Rewrite the lines from the line with "# point at: young man" to the line with "x=23, y=222", swapping "railing post" for "fence post" and leaving everything else unchanged.
Start ITEMS
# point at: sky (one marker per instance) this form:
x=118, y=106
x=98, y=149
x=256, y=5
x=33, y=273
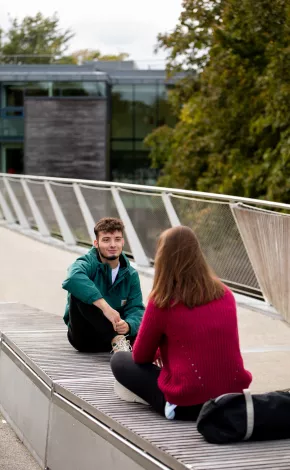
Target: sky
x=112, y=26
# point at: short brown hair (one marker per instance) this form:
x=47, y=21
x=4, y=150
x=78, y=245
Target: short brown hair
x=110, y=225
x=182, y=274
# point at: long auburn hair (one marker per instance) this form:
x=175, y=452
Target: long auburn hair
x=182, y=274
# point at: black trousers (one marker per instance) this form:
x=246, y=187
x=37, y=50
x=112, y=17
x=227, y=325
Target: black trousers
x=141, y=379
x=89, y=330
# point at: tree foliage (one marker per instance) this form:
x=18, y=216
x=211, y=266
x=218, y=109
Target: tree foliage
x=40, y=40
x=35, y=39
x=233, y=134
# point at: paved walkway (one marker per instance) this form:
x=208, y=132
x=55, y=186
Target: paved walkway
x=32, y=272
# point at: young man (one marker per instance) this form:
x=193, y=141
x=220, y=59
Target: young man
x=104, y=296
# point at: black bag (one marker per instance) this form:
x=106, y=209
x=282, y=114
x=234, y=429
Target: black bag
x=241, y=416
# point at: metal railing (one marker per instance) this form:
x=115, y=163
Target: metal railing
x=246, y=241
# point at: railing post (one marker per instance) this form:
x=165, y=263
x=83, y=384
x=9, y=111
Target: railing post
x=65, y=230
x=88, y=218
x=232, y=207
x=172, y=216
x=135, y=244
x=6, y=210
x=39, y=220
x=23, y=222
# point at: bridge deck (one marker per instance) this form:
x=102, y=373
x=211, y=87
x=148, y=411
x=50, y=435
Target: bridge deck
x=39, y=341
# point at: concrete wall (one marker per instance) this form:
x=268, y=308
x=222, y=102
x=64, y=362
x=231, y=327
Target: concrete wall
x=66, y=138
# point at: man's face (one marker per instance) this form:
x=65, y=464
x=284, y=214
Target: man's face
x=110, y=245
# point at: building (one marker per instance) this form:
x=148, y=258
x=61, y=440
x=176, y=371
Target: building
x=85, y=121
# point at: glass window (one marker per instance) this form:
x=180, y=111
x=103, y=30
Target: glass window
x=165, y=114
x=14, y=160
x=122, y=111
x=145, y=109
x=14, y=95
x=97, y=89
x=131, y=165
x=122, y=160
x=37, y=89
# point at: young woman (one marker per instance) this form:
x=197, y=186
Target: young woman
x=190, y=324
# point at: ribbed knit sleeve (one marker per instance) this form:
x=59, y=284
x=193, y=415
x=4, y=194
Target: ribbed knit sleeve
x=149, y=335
End ITEMS
▶ [RESPONSE FOR THIS EXERCISE]
# point at: young man (one marker per instance) this form:
x=193, y=141
x=220, y=59
Target: young man
x=104, y=296
# point at: black bag (one marker per instance) this form:
x=106, y=209
x=282, y=114
x=234, y=429
Target: black bag
x=241, y=416
# point at: metal railing (one marker per instance) this form:
x=115, y=163
Target: metal railing
x=246, y=241
# point at: fence post (one marker per instance) this form:
x=165, y=263
x=83, y=384
x=9, y=111
Target: fence post
x=65, y=230
x=88, y=218
x=232, y=207
x=172, y=216
x=135, y=244
x=6, y=210
x=39, y=220
x=23, y=222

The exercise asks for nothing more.